_Given task 1:_
Answer these questions about the forum thread on dataset statistics:
(a) To what device does the first post ask how to move a numpy nd array?
(b) Which torch function does the reply use to create a tensor from a numpy array?
(c) What value does the reply subtract when calculating kurtoses?
_Given task 2:_ Pick up the forum thread on dataset statistics after its final line and carry it on.

Begin Selected passage

Statistics for whole dataset

how to calculate statistics (mean, variance, skewness,kutosis)on whole dataset . loading huge dataset at once is a problem. is there any trick for this?

i could not find in built functions for skewness , kutosis for tensors.
how to move numpy nd array to gpu in that case?

You can create gpu tensor from numpy array like this:

array = torch.from_numpy(some_np_array).float().to(device)

and calculate like this:

mean = torch.mean(array)
diffs = array - mean
var = torch.mean(torch.pow(diffs, 2.0))
std = torch.pow(var, 0.5)
zscores = diffs / std
skews = torch.mean(torch.pow(zscores, 3.0))
kurtoses = torch.mean(torch.pow(zscores, 4.0)) - 3.0 
1 Like

thank you!

End Selected passage
Begin Provided records

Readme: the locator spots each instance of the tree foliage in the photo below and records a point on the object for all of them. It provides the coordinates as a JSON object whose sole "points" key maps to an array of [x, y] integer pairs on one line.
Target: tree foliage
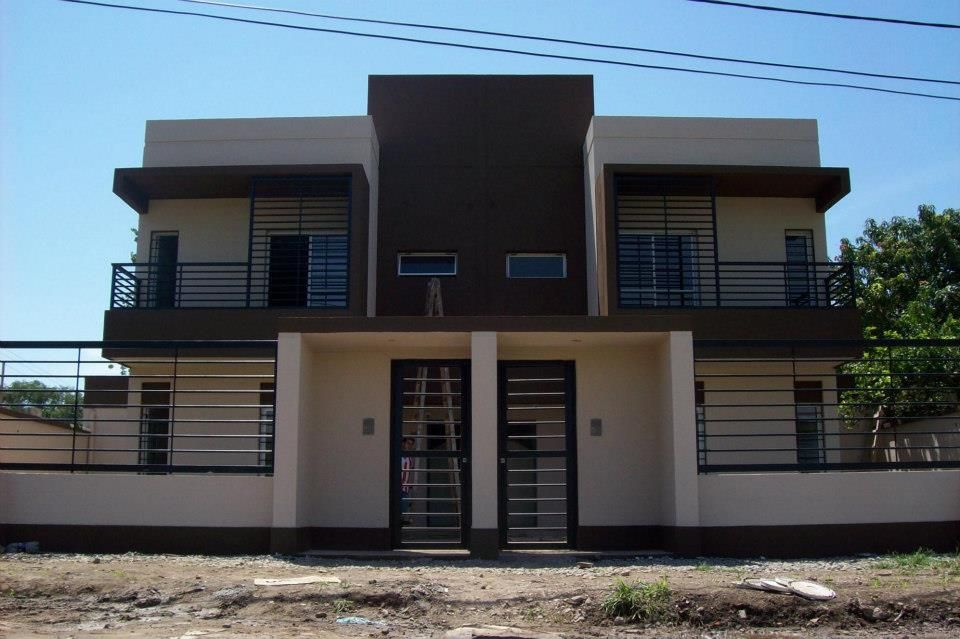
{"points": [[54, 402], [908, 273]]}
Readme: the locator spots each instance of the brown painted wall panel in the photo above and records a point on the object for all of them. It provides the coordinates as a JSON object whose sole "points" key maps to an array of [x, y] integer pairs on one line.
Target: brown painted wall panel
{"points": [[482, 166]]}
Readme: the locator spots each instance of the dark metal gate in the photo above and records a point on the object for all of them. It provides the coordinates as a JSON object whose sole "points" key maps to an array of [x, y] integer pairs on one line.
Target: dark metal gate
{"points": [[537, 451], [430, 454]]}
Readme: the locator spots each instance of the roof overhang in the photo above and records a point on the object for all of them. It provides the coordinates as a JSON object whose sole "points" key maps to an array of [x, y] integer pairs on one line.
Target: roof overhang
{"points": [[825, 185], [137, 186]]}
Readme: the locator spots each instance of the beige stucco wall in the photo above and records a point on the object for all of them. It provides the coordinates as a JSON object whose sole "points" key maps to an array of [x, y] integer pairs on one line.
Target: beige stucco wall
{"points": [[752, 229], [661, 140], [619, 479], [210, 230], [921, 440], [757, 398], [247, 141], [16, 432], [345, 474], [706, 141], [134, 500], [829, 498], [256, 141]]}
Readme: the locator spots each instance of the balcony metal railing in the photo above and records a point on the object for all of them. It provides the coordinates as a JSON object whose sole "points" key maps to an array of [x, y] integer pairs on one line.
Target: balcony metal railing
{"points": [[141, 407], [737, 285], [830, 405], [229, 285]]}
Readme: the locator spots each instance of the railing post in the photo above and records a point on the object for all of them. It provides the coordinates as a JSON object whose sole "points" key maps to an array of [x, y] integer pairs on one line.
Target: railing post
{"points": [[113, 288], [179, 285], [76, 418], [173, 409]]}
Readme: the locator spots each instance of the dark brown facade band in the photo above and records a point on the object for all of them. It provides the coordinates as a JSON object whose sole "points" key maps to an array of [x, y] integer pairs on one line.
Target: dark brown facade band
{"points": [[491, 165]]}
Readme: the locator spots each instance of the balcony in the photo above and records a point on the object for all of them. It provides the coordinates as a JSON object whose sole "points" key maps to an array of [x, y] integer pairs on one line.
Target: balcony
{"points": [[688, 283], [316, 284]]}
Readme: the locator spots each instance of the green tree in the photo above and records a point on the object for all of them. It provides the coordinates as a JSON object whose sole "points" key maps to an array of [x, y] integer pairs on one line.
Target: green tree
{"points": [[908, 272], [908, 287], [54, 402]]}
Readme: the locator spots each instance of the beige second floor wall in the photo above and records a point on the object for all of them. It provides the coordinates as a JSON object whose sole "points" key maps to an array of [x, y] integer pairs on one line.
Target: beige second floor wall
{"points": [[748, 229], [209, 230], [752, 229], [251, 141]]}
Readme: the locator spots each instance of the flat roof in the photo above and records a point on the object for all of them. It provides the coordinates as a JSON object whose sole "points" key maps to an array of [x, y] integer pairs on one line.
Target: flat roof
{"points": [[825, 185], [137, 186]]}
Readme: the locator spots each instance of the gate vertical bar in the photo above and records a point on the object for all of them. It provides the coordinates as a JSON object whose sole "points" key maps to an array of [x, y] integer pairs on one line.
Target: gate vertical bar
{"points": [[173, 409], [76, 405]]}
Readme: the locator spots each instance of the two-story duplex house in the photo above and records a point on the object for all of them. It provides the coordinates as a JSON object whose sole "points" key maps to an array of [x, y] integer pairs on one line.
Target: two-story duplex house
{"points": [[500, 321]]}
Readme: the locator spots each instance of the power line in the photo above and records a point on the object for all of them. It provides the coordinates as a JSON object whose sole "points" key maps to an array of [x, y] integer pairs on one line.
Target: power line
{"points": [[535, 54], [845, 16], [581, 43]]}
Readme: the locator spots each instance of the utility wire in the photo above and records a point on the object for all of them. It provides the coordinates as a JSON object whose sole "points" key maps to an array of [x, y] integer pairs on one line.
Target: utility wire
{"points": [[581, 43], [552, 56], [845, 16]]}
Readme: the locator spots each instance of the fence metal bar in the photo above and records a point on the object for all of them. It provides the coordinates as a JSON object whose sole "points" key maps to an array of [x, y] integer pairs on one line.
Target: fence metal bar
{"points": [[853, 404], [205, 428]]}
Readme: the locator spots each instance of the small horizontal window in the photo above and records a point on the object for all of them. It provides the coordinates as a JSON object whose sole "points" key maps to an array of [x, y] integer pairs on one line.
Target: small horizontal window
{"points": [[427, 264], [540, 265]]}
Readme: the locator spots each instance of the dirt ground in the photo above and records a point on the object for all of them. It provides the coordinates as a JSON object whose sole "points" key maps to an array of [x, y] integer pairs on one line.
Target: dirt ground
{"points": [[173, 596]]}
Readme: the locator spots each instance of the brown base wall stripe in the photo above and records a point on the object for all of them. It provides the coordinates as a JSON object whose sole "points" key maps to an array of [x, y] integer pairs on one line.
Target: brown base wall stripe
{"points": [[180, 540], [823, 540]]}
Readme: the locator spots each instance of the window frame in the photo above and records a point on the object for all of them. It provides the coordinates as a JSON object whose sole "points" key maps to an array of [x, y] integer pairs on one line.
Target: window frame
{"points": [[403, 254], [808, 410], [561, 255], [688, 296]]}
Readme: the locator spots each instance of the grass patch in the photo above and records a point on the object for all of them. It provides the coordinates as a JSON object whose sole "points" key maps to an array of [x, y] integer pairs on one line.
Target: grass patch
{"points": [[922, 559], [639, 601], [341, 606]]}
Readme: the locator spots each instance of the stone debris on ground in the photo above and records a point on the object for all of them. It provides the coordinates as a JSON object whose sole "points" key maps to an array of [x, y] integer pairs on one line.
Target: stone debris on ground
{"points": [[297, 581], [133, 595]]}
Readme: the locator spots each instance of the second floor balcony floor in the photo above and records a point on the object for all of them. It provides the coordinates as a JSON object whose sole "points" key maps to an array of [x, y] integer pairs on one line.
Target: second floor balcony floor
{"points": [[311, 272]]}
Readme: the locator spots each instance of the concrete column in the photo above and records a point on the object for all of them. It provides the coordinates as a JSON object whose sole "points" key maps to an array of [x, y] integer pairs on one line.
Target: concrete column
{"points": [[484, 535], [283, 536], [685, 537]]}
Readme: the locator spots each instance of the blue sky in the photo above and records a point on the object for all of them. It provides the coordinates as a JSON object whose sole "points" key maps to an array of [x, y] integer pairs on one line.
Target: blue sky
{"points": [[77, 84]]}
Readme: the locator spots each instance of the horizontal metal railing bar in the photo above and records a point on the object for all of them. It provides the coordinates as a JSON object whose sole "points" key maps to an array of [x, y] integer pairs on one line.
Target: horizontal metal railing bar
{"points": [[862, 466], [432, 393], [792, 449], [838, 434], [522, 454], [537, 394], [143, 468], [95, 435], [139, 344], [905, 402], [746, 420], [806, 343], [826, 389], [81, 449], [537, 485]]}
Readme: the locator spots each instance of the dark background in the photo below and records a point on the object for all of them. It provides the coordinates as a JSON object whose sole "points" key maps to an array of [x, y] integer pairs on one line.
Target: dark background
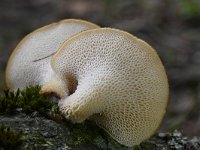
{"points": [[172, 27]]}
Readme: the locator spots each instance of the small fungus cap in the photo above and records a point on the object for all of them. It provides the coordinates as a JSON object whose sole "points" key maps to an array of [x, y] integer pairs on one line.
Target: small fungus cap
{"points": [[122, 84], [29, 63]]}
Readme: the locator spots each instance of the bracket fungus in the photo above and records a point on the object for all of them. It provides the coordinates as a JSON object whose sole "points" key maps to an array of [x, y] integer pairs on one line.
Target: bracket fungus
{"points": [[29, 64], [111, 77]]}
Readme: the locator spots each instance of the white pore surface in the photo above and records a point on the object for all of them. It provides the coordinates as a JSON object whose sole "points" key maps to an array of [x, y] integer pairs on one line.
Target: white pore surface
{"points": [[24, 69], [122, 84]]}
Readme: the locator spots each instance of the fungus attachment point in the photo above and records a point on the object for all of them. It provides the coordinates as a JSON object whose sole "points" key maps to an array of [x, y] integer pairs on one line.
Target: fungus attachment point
{"points": [[29, 64], [122, 84]]}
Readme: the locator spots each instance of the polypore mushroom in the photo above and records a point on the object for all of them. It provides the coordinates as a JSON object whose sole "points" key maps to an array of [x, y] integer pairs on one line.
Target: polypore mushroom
{"points": [[29, 64], [121, 83]]}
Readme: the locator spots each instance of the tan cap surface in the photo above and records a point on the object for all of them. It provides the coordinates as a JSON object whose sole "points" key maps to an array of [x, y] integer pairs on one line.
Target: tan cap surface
{"points": [[29, 62], [122, 84]]}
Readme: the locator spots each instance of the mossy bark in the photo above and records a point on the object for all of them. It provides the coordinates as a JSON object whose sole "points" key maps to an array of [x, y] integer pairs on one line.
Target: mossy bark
{"points": [[44, 128]]}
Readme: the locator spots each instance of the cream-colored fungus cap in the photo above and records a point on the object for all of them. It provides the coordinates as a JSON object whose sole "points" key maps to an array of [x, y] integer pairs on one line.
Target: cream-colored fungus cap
{"points": [[29, 64], [121, 83]]}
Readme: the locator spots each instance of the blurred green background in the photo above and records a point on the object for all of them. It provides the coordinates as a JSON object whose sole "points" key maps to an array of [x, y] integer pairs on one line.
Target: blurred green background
{"points": [[172, 27]]}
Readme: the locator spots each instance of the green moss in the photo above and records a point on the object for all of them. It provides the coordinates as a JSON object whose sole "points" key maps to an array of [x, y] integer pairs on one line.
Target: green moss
{"points": [[9, 139], [28, 100]]}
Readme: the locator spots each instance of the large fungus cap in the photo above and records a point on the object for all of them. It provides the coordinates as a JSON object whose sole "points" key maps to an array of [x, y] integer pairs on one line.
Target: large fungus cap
{"points": [[29, 64], [121, 83]]}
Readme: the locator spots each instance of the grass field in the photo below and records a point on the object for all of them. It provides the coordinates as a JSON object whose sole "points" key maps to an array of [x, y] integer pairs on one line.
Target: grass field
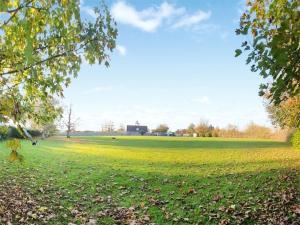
{"points": [[144, 180]]}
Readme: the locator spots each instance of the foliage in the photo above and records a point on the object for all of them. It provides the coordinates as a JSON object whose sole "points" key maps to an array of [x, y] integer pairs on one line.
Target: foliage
{"points": [[274, 50], [203, 129], [14, 132], [162, 128], [191, 129], [43, 44], [286, 114], [257, 131], [296, 139], [14, 145], [3, 132]]}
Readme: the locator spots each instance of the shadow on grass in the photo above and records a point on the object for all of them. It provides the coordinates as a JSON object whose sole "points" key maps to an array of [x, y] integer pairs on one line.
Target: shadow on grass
{"points": [[181, 143]]}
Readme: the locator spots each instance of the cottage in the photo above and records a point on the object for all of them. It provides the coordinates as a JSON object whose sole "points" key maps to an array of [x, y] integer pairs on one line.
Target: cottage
{"points": [[136, 130]]}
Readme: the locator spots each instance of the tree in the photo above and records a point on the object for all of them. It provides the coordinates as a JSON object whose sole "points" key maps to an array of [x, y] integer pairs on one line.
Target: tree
{"points": [[48, 127], [257, 131], [42, 45], [274, 50], [69, 122], [286, 114], [162, 128], [108, 127], [204, 129], [191, 129]]}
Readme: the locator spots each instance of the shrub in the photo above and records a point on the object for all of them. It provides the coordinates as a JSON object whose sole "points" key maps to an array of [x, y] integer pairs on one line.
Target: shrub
{"points": [[14, 133], [296, 139]]}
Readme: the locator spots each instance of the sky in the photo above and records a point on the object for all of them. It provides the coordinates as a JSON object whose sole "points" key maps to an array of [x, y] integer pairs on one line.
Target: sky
{"points": [[174, 63]]}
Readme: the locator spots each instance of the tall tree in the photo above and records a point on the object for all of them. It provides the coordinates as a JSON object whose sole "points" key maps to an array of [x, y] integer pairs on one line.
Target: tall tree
{"points": [[286, 114], [42, 45], [69, 121], [274, 50]]}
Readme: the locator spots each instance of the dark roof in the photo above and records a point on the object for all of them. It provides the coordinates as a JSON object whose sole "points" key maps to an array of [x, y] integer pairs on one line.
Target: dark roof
{"points": [[135, 128]]}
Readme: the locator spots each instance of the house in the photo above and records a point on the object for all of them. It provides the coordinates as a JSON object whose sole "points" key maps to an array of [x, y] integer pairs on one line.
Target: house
{"points": [[136, 130]]}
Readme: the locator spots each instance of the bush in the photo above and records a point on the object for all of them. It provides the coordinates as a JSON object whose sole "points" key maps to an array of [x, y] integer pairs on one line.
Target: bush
{"points": [[296, 139], [15, 133]]}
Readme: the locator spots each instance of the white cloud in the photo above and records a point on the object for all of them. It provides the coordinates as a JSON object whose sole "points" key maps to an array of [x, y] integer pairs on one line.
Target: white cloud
{"points": [[89, 11], [194, 19], [203, 100], [97, 90], [148, 19], [121, 50]]}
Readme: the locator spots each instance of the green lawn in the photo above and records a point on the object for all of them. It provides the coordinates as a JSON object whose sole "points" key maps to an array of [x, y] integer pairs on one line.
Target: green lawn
{"points": [[144, 180]]}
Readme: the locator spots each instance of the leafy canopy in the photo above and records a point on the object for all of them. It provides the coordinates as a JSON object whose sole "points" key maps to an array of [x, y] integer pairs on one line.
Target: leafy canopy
{"points": [[274, 50], [286, 114], [42, 45]]}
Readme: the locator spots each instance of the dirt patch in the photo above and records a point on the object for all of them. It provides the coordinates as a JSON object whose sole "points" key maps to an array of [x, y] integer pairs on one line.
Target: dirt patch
{"points": [[18, 207]]}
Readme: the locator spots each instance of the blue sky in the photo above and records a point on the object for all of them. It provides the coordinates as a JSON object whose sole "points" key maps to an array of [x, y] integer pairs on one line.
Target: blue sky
{"points": [[174, 64]]}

End Provided records

_Output 1:_
(a) The GPU.
(b) torch.from_numpy.
(c) 3.0.

_Output 2:_
but what is d in diffs = d - mean ?

I’m sorry it’s supposed to be array. I will edit answer

thanks!
for few datasets, the skewness and kurtosis values are nan. could you please tell me why is that? what is the statistical significance of that?

It could be alot of reasons. Like std == 0 => zscores = inf and so on. I recommend you to print each number to make sure which one is NaN

If this solved your problem could you please mark it as a solution?

yes. thanks for your support!